Task directions:
Exactly reproduce each of the entries shown below.

Region pointing data:

****

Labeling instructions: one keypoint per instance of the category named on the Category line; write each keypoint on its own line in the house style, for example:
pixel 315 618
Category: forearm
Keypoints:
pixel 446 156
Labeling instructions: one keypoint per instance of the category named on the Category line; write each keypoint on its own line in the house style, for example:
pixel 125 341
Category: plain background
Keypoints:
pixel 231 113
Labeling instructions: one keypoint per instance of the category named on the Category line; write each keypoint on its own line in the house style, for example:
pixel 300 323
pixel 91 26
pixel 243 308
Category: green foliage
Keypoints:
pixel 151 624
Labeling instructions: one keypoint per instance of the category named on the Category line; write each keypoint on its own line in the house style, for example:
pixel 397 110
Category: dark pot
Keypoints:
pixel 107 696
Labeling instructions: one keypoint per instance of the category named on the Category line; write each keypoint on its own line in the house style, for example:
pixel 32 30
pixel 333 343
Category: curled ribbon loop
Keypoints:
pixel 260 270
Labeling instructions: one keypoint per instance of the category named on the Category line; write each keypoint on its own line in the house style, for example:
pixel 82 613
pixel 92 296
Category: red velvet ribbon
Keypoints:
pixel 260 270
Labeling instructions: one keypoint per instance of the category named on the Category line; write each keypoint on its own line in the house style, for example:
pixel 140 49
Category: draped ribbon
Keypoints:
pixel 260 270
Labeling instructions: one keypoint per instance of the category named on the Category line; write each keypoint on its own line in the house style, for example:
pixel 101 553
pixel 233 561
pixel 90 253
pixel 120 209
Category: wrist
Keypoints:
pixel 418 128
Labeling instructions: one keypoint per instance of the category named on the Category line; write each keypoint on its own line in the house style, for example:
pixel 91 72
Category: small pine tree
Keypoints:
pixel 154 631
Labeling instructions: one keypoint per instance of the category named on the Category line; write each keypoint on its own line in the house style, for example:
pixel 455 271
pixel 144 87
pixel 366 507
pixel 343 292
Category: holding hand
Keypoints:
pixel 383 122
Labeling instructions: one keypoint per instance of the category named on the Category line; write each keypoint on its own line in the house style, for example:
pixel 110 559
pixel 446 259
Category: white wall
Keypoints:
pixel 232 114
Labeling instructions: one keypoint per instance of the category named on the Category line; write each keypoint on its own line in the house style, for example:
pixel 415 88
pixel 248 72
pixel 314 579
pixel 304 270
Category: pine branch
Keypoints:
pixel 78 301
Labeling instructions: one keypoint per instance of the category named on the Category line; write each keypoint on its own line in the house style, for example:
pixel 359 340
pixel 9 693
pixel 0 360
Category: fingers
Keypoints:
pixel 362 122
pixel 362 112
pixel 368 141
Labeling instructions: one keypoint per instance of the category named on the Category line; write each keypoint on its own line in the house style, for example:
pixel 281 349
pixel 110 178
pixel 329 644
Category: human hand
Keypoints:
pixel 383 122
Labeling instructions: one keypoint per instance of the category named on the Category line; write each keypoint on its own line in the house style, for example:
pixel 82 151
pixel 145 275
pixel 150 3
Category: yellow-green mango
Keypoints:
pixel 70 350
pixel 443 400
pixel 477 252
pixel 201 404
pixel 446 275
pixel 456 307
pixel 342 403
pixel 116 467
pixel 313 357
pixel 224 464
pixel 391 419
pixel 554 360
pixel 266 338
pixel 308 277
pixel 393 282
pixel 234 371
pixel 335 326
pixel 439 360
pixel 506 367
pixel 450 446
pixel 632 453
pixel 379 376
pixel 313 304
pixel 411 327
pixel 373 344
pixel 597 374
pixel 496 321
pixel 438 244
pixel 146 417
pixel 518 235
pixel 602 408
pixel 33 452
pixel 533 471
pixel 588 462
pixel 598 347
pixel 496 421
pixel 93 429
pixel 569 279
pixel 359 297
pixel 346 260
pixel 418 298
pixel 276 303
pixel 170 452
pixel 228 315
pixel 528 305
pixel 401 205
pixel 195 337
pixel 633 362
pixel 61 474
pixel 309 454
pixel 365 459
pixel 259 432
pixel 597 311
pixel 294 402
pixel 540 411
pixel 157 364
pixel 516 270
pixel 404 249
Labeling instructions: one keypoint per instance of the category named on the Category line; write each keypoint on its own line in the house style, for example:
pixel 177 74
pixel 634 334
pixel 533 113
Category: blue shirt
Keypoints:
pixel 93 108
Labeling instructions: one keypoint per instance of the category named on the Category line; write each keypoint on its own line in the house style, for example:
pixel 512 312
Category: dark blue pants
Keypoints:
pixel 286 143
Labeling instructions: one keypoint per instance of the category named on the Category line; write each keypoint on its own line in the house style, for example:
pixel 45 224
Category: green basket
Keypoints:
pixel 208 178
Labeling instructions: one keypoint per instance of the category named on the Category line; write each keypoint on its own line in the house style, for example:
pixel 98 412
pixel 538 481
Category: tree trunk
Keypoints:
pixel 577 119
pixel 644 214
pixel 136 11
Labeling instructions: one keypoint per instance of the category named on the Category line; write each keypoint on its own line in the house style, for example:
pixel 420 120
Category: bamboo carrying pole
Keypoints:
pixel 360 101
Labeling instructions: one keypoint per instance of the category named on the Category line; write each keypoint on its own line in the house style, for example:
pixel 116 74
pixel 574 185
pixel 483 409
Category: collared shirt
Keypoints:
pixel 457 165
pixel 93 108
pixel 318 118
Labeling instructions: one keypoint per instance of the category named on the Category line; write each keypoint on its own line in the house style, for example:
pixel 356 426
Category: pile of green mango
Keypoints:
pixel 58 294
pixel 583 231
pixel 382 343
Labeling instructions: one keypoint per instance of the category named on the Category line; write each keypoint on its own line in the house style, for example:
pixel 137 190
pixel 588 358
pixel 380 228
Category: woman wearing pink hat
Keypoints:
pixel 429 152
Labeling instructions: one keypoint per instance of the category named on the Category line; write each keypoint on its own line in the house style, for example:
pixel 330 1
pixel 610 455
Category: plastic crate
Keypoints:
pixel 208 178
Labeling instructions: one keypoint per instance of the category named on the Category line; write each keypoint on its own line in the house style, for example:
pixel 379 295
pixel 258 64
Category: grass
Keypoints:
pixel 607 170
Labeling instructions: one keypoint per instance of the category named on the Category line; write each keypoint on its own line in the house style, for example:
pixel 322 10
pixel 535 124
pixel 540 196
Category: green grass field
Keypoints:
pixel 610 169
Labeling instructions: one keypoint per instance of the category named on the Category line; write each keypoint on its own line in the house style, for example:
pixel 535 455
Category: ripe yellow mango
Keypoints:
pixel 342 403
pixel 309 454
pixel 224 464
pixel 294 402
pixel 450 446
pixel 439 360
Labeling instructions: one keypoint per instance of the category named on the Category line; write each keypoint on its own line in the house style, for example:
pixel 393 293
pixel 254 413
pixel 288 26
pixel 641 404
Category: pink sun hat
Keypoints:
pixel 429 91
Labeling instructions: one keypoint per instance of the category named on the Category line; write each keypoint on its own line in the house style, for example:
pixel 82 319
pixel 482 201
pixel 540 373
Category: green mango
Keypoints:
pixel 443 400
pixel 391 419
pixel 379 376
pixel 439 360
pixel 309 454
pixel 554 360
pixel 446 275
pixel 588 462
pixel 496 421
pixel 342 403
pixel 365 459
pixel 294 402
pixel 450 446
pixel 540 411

****

Answer box:
Labeling instructions: one keypoint per instance of the category named on the Category line; write each keypoint on its own line in the house style, for example:
pixel 315 618
Category: forearm
Keypoints:
pixel 446 156
Labeling instructions: one keypoint per instance of the category named on the Category line; write each keypoint on its own line in the house style, for example:
pixel 125 341
Category: plain background
Keypoints:
pixel 231 113
Labeling instructions: one keypoint per instance of the category named on the Category line; write each keypoint on its own line in the house style, for example:
pixel 300 323
pixel 91 26
pixel 243 308
Category: green foliage
Keypoints:
pixel 151 624
Labeling instructions: one keypoint per instance of the category named on the Category line; write each keypoint on its own line in the house style, for example:
pixel 397 110
Category: dark pot
Keypoints:
pixel 107 696
Labeling instructions: one keypoint per instance of the category named on the Category line; write each keypoint on its own line in the house style, for example:
pixel 32 30
pixel 333 343
Category: curled ribbon loop
Keypoints:
pixel 260 270
Labeling instructions: one keypoint per instance of the category named on the Category line; write each keypoint on its own line in the house style, for example:
pixel 82 613
pixel 92 296
Category: red velvet ribbon
Keypoints:
pixel 260 270
Labeling instructions: one keypoint per instance of the category named on the Category line; write each keypoint on its own line in the house style, for example:
pixel 140 49
Category: draped ribbon
Keypoints:
pixel 260 270
Labeling instructions: one keypoint per instance of the category named on the Category line; write each keypoint on its own line in the house style, for example:
pixel 101 553
pixel 233 561
pixel 90 253
pixel 120 209
Category: wrist
Keypoints:
pixel 418 128
Labeling instructions: one keypoint per instance of the category named on the Category line; write each keypoint on its own line in the house style, for example:
pixel 91 72
Category: small pine tree
Keypoints:
pixel 154 631
Labeling instructions: one keypoint per instance of the category named on the Category line; write each keypoint on its own line in the house style, for example:
pixel 455 271
pixel 144 87
pixel 366 507
pixel 343 292
Category: holding hand
Keypoints:
pixel 383 122
Labeling instructions: one keypoint per instance of the category named on the Category line; write each keypoint on its own line in the house style, for example:
pixel 110 559
pixel 446 259
Category: white wall
Keypoints:
pixel 232 114
Labeling instructions: one keypoint per instance of the category named on the Category line; write each keypoint on its own line in the house style, for example:
pixel 415 88
pixel 248 72
pixel 314 579
pixel 304 270
Category: pine branch
Keypoints:
pixel 78 301
Labeling instructions: one keypoint per instance of the category named on the Category line; write each keypoint on its own line in the house style, for example:
pixel 359 340
pixel 9 693
pixel 0 360
Category: fingers
Keypoints:
pixel 362 122
pixel 362 112
pixel 368 141
Labeling instructions: one keypoint per instance of the category named on the Category line; write each keypoint on its own line in the house style, for example:
pixel 281 349
pixel 110 178
pixel 329 644
Category: human hand
Keypoints:
pixel 383 122
Labeling instructions: one keypoint per instance of the category named on the Category line; write each keypoint on its own line in the house style, for example:
pixel 82 151
pixel 145 275
pixel 150 3
Category: yellow-green mango
Keypoints:
pixel 70 350
pixel 443 400
pixel 477 252
pixel 201 404
pixel 446 275
pixel 456 307
pixel 342 403
pixel 116 467
pixel 313 357
pixel 224 464
pixel 391 419
pixel 554 360
pixel 266 338
pixel 308 277
pixel 393 282
pixel 234 371
pixel 335 326
pixel 439 360
pixel 506 367
pixel 450 446
pixel 632 453
pixel 379 376
pixel 313 304
pixel 411 327
pixel 373 344
pixel 597 374
pixel 496 321
pixel 438 244
pixel 146 417
pixel 518 235
pixel 602 408
pixel 33 452
pixel 533 471
pixel 588 462
pixel 598 347
pixel 496 421
pixel 93 429
pixel 569 279
pixel 359 297
pixel 346 260
pixel 418 298
pixel 276 303
pixel 170 452
pixel 228 315
pixel 528 305
pixel 401 205
pixel 195 337
pixel 633 362
pixel 61 474
pixel 309 454
pixel 365 459
pixel 259 432
pixel 597 311
pixel 294 402
pixel 540 411
pixel 157 364
pixel 516 270
pixel 404 249
Labeling instructions: one keypoint per instance of the category named on the Category line; write each keypoint on its own line in the house style, for example:
pixel 177 74
pixel 634 334
pixel 533 113
Category: blue shirt
Keypoints:
pixel 93 108
Labeling instructions: one keypoint per instance of the category named on the Category line; write each keypoint on its own line in the house style, for example:
pixel 512 312
Category: dark blue pants
Keypoints:
pixel 286 143
Labeling instructions: one keypoint per instance of the category named on the Category line; write each keypoint on its own line in the house style, for example:
pixel 45 224
Category: green basket
Keypoints:
pixel 208 178
Labeling instructions: one keypoint per instance of the category named on the Category line; write each keypoint on its own line in the house style, for example:
pixel 98 412
pixel 538 481
Category: tree trunk
Keypoints:
pixel 577 119
pixel 644 214
pixel 136 11
Labeling instructions: one keypoint per instance of the category named on the Category line; write each keypoint on its own line in the house style, for example:
pixel 420 120
Category: bamboo carrying pole
Keypoints:
pixel 360 101
Labeling instructions: one keypoint per instance of the category named on the Category line; write each keypoint on its own line in the house style, for example:
pixel 116 74
pixel 574 185
pixel 483 409
Category: collared shirt
Keypoints:
pixel 457 165
pixel 93 108
pixel 318 118
Labeling instructions: one keypoint per instance of the category named on the Category line; write each keypoint on its own line in the house style, for example:
pixel 356 426
Category: pile of green mango
Keypoints:
pixel 58 294
pixel 583 231
pixel 382 343
Labeling instructions: one keypoint per instance of the category named on the Category line; write each keypoint on its own line in the house style, for example:
pixel 137 190
pixel 588 358
pixel 380 228
Category: woman wearing pink hat
Keypoints:
pixel 429 152
Labeling instructions: one keypoint per instance of the category named on the Category line; write each keypoint on its own line in the house style, for example:
pixel 330 1
pixel 610 455
Category: plastic crate
Keypoints:
pixel 208 178
Labeling instructions: one keypoint per instance of the category named on the Category line; write each keypoint on its own line in the house style, for example:
pixel 379 295
pixel 258 64
Category: grass
Keypoints:
pixel 607 170
Labeling instructions: one keypoint per instance of the category named on the Category line; write each keypoint on its own line in the house style, for example:
pixel 322 10
pixel 535 124
pixel 540 196
Category: green grass field
Keypoints:
pixel 610 169
Labeling instructions: one keypoint per instance of the category named on the Category line; write each keypoint on its own line in the house style, for example:
pixel 535 455
Category: ripe yellow mango
Keypoints:
pixel 342 403
pixel 309 454
pixel 224 464
pixel 294 402
pixel 450 446
pixel 439 360
Labeling instructions: one keypoint per instance of the category named on the Category line; write each keypoint on its own line in the house style, for example:
pixel 393 293
pixel 254 413
pixel 288 26
pixel 641 404
Category: pink sun hat
Keypoints:
pixel 429 91
Labeling instructions: one keypoint per instance of the category named on the Category line; write each keypoint on its own line in the house style, for example:
pixel 82 319
pixel 482 201
pixel 540 373
Category: green mango
Keypoints:
pixel 443 400
pixel 391 419
pixel 379 376
pixel 439 360
pixel 309 454
pixel 554 360
pixel 446 275
pixel 588 462
pixel 496 421
pixel 342 403
pixel 365 459
pixel 294 402
pixel 450 446
pixel 540 411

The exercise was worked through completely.